• _Task directions_:
For this listing, the lines between the one holding "Target: wooden vineyard post" and the one holding "-- sample [109,44].", inclusive, must be set down exactly.

• _Given records_:
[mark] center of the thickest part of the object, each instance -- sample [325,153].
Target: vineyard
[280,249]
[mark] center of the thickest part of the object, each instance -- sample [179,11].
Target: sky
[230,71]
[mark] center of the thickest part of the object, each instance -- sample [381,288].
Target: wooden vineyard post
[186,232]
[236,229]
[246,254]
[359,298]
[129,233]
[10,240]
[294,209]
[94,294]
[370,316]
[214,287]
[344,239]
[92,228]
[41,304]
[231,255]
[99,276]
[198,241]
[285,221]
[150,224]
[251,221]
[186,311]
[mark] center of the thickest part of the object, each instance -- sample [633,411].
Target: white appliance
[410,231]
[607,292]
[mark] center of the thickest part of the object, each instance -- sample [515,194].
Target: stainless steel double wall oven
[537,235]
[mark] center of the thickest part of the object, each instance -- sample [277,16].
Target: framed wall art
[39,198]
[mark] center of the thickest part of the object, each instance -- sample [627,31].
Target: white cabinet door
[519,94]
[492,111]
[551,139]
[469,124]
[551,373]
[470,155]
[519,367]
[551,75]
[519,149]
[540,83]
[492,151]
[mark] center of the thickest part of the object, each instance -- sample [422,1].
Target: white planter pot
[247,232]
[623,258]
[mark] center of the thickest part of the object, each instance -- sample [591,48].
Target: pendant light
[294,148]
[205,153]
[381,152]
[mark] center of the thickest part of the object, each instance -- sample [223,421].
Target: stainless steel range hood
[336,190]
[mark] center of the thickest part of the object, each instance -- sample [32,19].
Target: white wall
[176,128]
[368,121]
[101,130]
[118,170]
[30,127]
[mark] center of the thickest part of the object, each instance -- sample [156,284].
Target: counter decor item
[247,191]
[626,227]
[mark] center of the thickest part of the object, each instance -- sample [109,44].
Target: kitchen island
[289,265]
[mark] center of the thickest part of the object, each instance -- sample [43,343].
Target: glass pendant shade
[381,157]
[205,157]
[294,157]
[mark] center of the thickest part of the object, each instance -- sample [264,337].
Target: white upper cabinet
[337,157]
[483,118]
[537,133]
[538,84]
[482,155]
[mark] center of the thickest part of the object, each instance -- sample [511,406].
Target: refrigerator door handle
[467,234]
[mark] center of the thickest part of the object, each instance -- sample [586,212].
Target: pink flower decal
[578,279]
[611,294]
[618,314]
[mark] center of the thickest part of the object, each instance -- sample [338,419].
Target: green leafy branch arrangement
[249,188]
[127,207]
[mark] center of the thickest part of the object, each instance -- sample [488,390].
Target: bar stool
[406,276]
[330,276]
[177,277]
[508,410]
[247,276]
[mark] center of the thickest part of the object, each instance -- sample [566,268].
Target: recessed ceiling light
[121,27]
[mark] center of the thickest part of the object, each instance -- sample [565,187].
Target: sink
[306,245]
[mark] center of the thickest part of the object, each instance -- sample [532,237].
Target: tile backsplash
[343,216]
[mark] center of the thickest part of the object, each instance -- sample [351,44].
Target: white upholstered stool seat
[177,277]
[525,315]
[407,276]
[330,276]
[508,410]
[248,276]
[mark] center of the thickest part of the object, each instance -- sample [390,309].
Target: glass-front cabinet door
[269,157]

• _Output of the exercise_:
Target: wooden vineyard post
[186,232]
[236,229]
[246,254]
[359,298]
[129,233]
[10,240]
[294,209]
[94,294]
[370,316]
[214,287]
[344,239]
[92,228]
[41,304]
[231,255]
[99,276]
[198,241]
[285,221]
[150,224]
[251,221]
[186,311]
[mark] center of the thickest part of the object, each instance -- sample [633,411].
Target: white appliance
[410,231]
[607,292]
[mark] center of the thickest part of the object, each instance -- sample [515,194].
Target: stainless steel double wall oven
[537,235]
[mark] center of the thickest part of the object, each instance -- sample [277,16].
Target: framed wall art
[39,198]
[mark] center of the thickest part of the object, each instance -- sample [627,31].
Target: white cabinet door
[519,94]
[492,111]
[551,139]
[469,124]
[551,373]
[470,155]
[519,367]
[551,75]
[519,149]
[540,83]
[492,151]
[mark] center of the thickest part of the object, each instance -- sample [422,1].
Target: white planter pot
[247,232]
[623,258]
[mark] center of the thickest part of the object, each instance -- sample [591,48].
Target: pendant light
[294,148]
[205,153]
[381,152]
[mark] center of the thickest part of the object, each instance -- sample [223,421].
Target: stainless steel range hood
[336,190]
[mark] center of the thickest part of the object, each instance -- sample [32,19].
Target: white wall
[176,128]
[368,121]
[101,130]
[118,170]
[30,127]
[mark] center of the thickest part of the object, each instance -- sample [156,284].
Target: counter decor item
[247,191]
[626,227]
[mark] center of the thickest part of the object, each instance -- sample [109,44].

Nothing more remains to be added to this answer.